## Friday, 5 August 2016

### Plain vanilla recurrent neural networks in R: waves prediction

While continuing my study of neural networks and deep learning, I inevitably meet up with recurrent neural networks.

Recurrent neural networks (RNN) are a particular kind of neural networks usually very good at predicting sequences due to their inner working. If your task is to predict a sequence or a periodic signal, then using a RNN might be a good starting point. Plain vanilla RNN work fine but they have a little problem when trying to “keep in memory” events occured, say for instance, more than 20 steps back. The solution to this problem has been addressed with the development of a model called LSTM network. As far as I know, LSTM should usually be preferred to a plain vanilla RNN when possible as it yields better results.

In this post however, I am going to work on a plain vanilla RNN model. The reasons for doing this are two. First of all this is one of my first experience with RNN and I would like to get comfortable with them before going deeper; secondly, R provides a simple and very user friendly package named “rnn” for working with recurrent neural networks. I am going to dive in LSTM using MXNET and Tensorflow later.

The task I am going to address is trying to predict a cosine from a noisy sine wave. Here below you can see the plot of the predictor X sequence and the Y sequence to be predicted.

X is essentially a sine wave with some normally distributed noise, while Y is a straightforward smooth cosine wave.

You can clearly see that what I expect the model to do is to capture the phase shift of 90 degrees between the two waves and to throw away the noise in the input.

I chose to use a 5Hz frequency for both the waves but you can play around maybe trying to obtain similar results changing the frequency. Be aware though that the higher the frequency, the more datapoints you need to avoid problems that comes with the sampling theorem.

## Preprocessing

The artificial dataset I created for this task is a set of 10 sequences each of which consists of 40 observations. The X matrix contains 10 sequences of a noisy sine wave while the Y matrix contains the corresponding 10 sequences of a clear cosine wave.

===

WHAT TO DO. Extend the blog post on predicting waves with a plain vanilla recurrent neural network in R, starting right after its last sentence.

RAW RECORDS.

===

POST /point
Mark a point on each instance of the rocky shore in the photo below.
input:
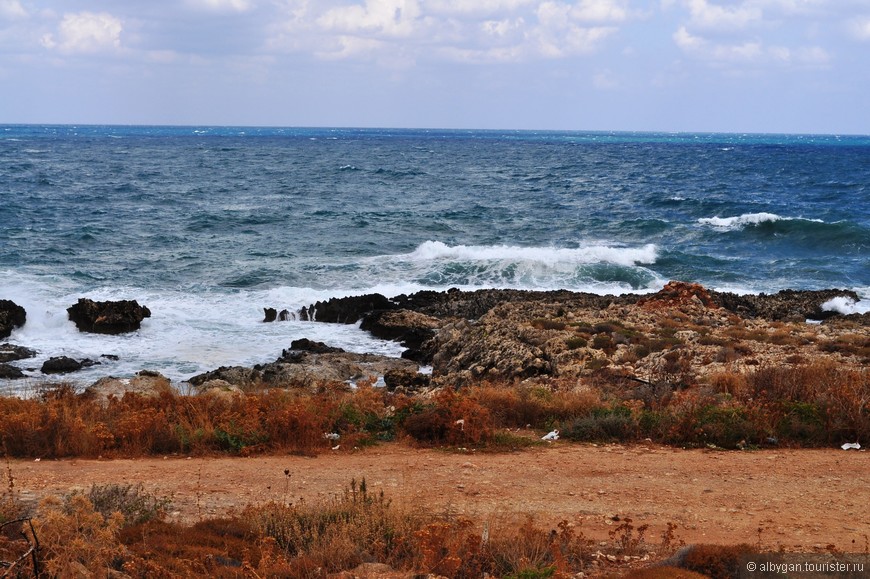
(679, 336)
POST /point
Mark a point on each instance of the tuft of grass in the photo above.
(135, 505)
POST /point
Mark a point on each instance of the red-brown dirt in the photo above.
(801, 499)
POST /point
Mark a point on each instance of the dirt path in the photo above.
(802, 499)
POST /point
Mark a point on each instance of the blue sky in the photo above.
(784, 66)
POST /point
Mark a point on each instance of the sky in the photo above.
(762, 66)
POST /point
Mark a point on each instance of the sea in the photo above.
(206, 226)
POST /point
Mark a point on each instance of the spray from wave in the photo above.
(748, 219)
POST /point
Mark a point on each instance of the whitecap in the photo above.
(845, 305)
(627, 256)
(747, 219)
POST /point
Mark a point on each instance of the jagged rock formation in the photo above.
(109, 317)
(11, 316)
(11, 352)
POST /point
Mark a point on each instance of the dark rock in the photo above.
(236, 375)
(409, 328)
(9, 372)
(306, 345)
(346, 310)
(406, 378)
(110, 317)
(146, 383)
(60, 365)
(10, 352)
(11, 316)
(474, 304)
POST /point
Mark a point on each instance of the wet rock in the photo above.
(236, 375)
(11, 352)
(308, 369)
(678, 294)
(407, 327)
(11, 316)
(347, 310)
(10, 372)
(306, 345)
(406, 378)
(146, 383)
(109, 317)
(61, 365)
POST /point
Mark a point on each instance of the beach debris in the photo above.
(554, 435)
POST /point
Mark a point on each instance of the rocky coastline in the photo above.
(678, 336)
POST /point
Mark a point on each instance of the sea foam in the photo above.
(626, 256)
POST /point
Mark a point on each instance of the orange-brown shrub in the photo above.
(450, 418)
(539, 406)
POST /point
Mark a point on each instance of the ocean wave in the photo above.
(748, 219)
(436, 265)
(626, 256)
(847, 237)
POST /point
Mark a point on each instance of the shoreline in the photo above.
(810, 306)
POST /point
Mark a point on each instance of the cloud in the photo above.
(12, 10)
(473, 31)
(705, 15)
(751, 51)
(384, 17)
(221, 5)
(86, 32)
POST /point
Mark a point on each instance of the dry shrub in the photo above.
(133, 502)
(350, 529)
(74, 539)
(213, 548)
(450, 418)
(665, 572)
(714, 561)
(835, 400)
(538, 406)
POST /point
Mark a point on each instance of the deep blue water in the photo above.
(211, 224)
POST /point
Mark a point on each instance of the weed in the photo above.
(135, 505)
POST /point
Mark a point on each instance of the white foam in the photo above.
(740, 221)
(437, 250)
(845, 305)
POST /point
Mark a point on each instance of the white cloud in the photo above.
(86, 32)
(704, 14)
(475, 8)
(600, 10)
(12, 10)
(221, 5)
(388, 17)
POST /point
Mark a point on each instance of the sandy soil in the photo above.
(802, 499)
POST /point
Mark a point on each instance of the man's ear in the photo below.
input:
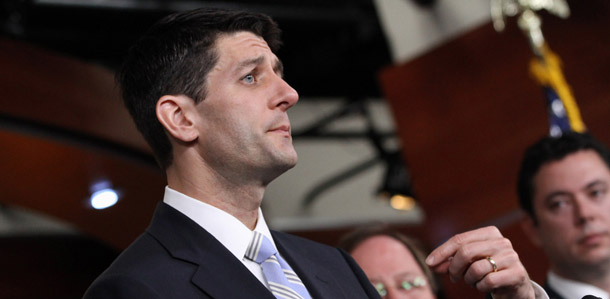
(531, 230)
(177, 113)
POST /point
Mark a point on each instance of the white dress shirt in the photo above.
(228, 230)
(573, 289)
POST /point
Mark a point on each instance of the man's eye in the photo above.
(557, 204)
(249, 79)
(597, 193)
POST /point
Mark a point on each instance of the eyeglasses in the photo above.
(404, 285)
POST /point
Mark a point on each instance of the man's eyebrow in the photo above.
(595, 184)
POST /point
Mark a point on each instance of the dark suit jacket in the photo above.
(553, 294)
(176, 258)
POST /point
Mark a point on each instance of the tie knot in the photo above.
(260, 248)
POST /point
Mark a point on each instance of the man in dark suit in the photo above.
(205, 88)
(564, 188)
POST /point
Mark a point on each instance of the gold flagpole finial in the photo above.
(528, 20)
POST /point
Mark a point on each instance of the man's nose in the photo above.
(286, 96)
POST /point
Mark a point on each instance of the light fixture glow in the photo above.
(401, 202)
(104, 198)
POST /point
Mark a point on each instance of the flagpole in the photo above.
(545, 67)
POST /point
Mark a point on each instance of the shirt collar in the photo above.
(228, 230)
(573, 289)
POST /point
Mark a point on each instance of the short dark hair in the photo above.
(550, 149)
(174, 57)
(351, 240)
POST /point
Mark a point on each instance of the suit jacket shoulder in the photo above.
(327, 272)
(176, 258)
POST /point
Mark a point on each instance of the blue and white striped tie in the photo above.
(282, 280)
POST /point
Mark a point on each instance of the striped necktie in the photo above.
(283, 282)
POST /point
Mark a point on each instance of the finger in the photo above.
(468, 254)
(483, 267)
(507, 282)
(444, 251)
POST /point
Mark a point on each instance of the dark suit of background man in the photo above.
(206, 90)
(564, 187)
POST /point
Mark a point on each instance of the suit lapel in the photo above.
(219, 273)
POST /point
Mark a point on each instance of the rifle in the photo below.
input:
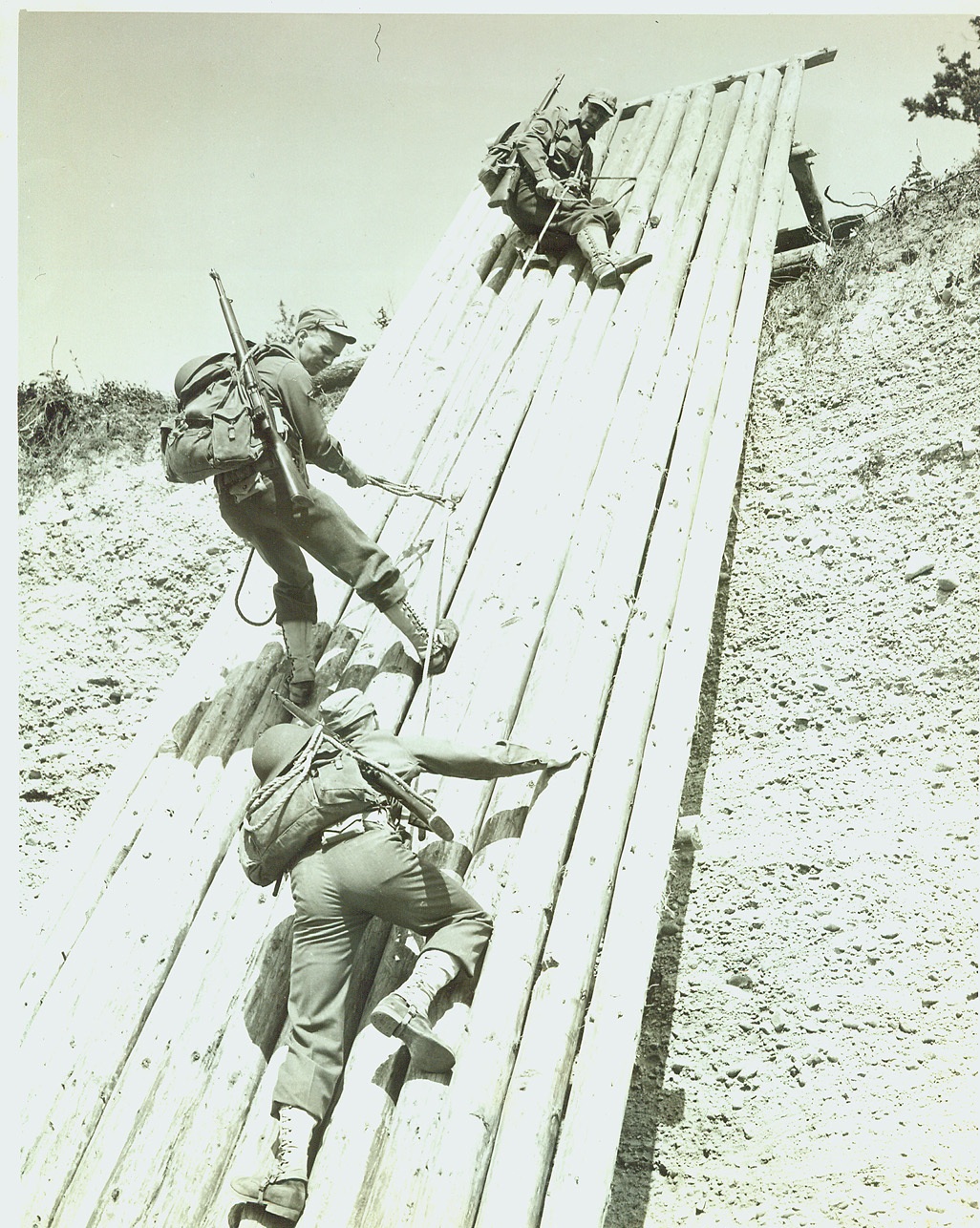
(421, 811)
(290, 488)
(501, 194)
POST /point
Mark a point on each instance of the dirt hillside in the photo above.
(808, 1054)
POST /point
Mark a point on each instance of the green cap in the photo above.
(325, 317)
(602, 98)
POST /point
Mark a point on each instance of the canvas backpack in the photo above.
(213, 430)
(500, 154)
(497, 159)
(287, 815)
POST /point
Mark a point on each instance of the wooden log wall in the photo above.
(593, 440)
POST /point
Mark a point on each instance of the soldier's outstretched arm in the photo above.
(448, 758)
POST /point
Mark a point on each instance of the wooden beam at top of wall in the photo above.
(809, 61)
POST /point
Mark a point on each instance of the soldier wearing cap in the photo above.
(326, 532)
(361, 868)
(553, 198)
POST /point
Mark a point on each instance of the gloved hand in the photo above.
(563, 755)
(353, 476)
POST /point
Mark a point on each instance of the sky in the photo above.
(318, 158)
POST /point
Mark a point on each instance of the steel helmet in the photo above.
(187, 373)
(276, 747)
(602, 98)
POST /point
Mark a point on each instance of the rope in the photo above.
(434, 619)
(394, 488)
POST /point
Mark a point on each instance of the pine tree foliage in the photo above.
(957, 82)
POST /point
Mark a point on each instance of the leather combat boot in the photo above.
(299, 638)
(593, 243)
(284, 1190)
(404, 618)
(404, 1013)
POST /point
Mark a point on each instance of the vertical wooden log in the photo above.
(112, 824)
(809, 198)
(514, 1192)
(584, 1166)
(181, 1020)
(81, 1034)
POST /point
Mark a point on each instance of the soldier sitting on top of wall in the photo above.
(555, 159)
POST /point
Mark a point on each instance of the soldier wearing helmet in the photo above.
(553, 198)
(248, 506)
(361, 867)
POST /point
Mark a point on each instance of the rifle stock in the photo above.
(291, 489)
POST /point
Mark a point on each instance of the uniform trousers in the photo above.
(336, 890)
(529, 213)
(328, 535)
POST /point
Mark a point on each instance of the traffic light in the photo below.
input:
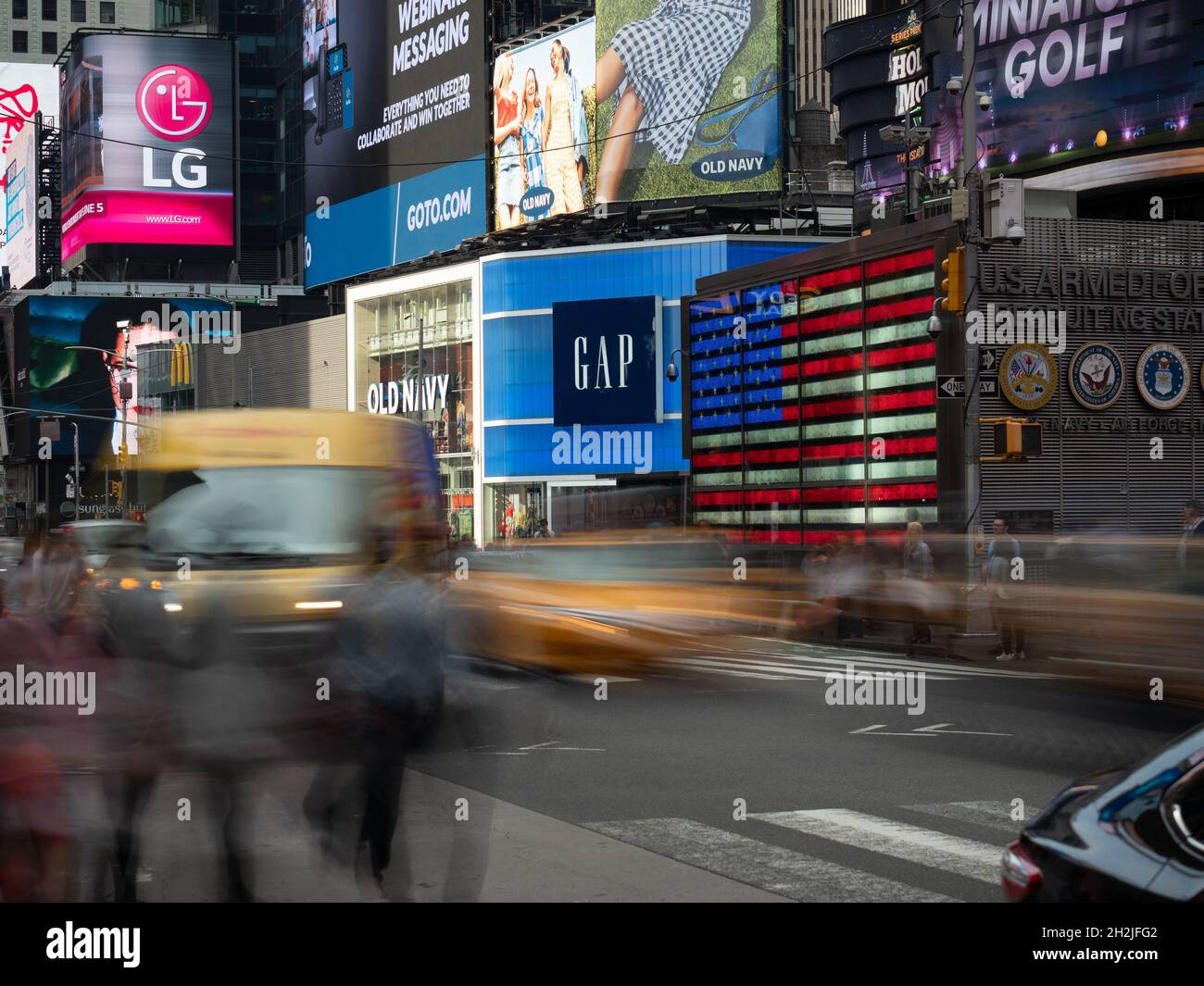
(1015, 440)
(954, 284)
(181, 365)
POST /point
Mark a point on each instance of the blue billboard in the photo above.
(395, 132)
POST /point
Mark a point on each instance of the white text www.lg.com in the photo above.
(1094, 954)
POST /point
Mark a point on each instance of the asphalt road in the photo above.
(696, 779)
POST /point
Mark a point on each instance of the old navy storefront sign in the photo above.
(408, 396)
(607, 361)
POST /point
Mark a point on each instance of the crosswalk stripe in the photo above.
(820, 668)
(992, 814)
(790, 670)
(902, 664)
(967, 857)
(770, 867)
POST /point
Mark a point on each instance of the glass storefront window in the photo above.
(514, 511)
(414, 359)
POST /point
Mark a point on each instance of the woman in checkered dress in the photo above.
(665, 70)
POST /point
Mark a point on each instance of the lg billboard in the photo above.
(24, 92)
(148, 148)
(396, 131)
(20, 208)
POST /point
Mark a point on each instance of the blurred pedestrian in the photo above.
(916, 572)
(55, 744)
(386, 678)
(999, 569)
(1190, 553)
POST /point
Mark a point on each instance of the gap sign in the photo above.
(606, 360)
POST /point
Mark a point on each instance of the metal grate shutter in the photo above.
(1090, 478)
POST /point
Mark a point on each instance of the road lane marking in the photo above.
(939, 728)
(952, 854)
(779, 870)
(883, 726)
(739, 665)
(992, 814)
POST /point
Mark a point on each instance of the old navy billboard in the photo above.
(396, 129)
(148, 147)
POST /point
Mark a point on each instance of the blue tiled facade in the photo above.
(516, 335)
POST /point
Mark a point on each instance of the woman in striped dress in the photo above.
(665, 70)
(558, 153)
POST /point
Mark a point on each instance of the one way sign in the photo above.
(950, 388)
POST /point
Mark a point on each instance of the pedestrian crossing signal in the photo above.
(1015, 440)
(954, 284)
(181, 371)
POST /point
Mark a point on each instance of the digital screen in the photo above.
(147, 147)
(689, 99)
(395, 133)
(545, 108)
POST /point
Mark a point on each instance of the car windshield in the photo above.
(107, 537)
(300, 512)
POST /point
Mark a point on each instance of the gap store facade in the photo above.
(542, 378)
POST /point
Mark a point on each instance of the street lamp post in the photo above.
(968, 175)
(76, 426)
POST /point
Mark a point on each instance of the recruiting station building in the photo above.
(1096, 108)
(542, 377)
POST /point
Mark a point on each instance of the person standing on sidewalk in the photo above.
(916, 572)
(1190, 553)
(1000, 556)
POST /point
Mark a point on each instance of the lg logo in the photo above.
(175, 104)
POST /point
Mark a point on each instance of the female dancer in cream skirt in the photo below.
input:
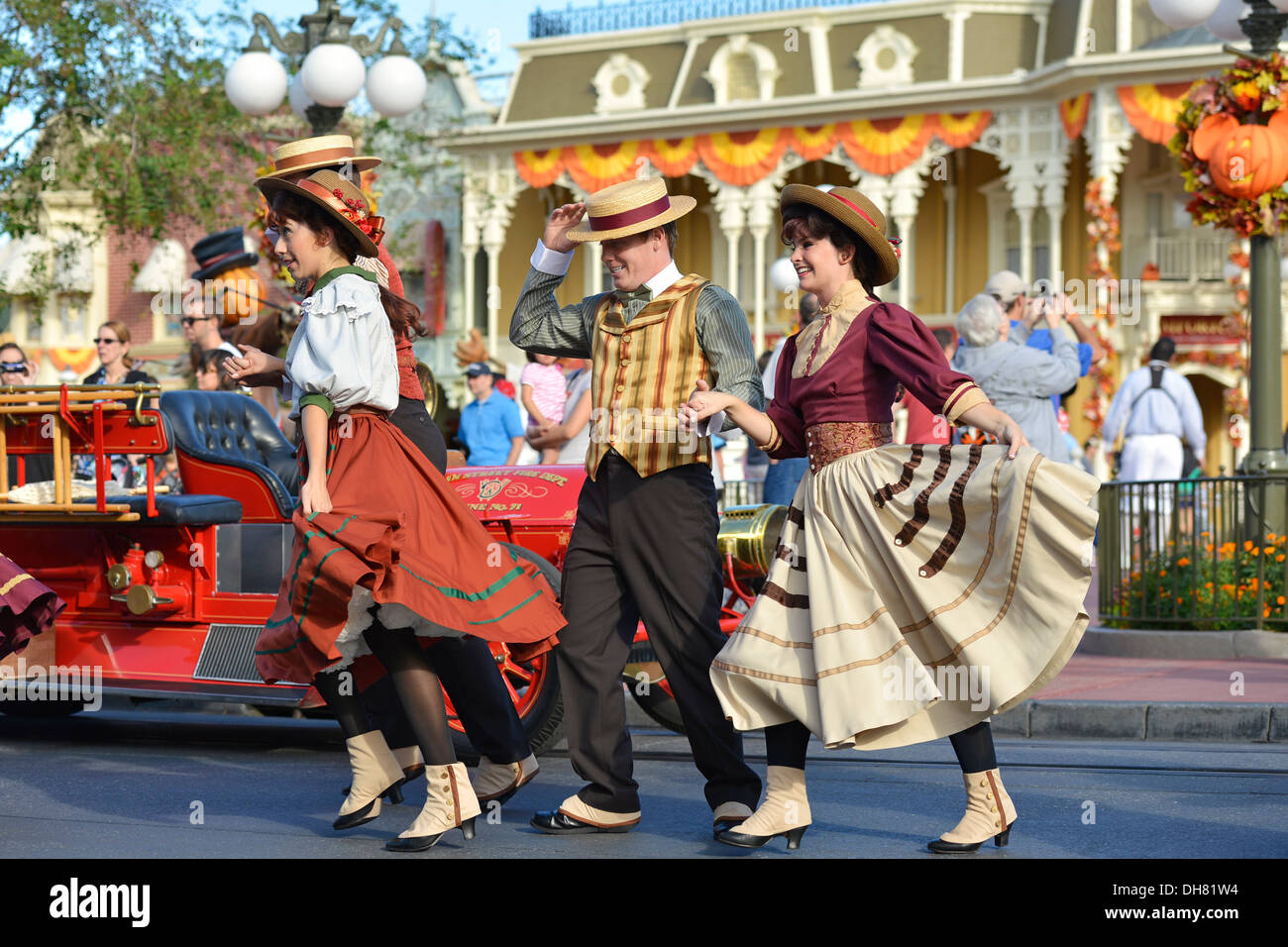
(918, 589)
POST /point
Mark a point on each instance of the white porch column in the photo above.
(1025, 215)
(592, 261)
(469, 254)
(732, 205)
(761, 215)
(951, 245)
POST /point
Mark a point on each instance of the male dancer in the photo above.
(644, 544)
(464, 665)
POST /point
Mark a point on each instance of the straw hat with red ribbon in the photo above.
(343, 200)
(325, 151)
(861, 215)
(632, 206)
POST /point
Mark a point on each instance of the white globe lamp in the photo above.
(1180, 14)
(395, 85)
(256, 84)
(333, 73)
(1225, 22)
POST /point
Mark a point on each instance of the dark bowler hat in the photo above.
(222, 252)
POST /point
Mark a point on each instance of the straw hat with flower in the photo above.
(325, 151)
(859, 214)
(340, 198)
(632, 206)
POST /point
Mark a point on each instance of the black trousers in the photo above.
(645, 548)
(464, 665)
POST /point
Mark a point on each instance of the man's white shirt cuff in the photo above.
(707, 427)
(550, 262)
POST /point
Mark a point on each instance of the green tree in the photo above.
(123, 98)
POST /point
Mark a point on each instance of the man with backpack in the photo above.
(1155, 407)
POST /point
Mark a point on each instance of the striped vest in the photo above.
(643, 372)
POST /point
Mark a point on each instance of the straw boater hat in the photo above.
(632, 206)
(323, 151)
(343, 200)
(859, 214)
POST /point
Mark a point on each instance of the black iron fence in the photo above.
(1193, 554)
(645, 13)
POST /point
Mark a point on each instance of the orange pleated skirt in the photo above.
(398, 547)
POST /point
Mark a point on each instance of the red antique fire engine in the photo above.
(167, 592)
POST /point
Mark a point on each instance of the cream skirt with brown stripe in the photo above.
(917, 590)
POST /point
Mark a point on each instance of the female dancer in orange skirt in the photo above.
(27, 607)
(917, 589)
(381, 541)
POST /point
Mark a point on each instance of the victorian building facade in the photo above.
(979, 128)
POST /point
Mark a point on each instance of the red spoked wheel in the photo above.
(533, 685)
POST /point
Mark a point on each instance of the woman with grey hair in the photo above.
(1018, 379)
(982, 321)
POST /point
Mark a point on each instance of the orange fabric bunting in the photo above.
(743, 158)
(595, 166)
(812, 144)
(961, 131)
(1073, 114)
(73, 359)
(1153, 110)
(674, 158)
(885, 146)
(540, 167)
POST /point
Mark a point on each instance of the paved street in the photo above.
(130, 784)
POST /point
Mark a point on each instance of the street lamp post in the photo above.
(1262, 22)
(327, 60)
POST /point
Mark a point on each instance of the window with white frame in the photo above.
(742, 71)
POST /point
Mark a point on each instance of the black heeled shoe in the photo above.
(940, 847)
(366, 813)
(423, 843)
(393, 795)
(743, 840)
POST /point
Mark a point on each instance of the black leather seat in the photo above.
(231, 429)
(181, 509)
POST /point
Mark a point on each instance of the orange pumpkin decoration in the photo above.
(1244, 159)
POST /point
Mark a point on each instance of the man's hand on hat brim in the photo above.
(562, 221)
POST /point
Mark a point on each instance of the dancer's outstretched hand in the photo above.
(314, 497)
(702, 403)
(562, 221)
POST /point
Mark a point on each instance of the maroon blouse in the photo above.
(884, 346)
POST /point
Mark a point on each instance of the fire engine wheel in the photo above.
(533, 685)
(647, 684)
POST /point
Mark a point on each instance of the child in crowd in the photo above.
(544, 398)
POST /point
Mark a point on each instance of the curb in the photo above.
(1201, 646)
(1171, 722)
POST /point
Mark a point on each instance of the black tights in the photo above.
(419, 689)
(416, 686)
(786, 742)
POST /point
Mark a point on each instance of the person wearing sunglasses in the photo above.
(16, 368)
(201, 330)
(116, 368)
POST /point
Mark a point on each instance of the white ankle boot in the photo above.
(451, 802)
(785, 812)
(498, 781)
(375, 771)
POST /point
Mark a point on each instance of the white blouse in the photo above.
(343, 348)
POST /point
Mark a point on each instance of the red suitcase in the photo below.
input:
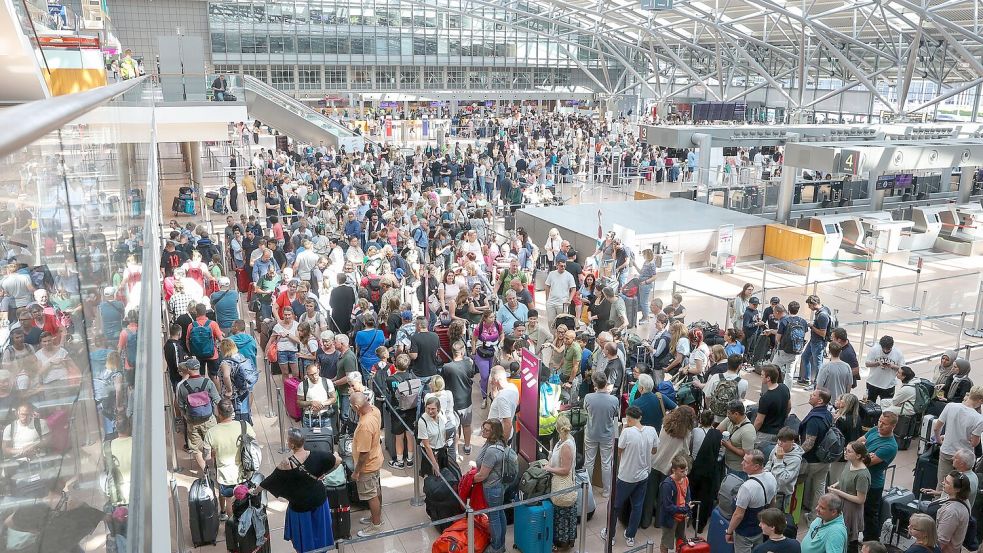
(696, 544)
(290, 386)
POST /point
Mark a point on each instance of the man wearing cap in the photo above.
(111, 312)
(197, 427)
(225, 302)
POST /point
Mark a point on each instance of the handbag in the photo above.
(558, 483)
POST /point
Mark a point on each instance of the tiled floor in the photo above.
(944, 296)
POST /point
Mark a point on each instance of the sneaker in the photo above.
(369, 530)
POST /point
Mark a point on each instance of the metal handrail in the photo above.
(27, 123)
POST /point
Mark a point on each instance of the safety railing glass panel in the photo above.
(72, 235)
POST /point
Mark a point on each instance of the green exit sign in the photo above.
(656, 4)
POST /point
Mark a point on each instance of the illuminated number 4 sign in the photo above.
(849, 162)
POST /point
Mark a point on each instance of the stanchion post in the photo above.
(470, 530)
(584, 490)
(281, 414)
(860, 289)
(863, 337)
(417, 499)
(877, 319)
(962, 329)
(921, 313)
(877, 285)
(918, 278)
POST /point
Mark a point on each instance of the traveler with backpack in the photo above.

===

EXERCISE OUTPUT.
Before fitting the model I standardized all the data in the $[0 – 1]$ interval. When using any neural network model with real valued data, make sure not to avoid this step because if you do, then you might spend the next hour trying to figure out why the model did not converge or spitted out weird results. I am not an expert but I know from personal painful experience that this step is usually crucial, nevertheless I may occasionally forget to do it and then wander around like a fool looking for why I did not get what I was expecting

## Model

As far as the model is concerned, I decided to use 16 hidden neurons, mostly because the other configurations that I tried all ended up with weird spikes in the valleys and peaks of the waves. This is the most notable problem I have encountered while trying to address this task: it is very easy to predict the upwards and downwards paths of the wave, while the peaks and valleys may raise some problems and be predicted as sudden spikes. 16 hidden units and about 1500 epochs seem to fix this problem.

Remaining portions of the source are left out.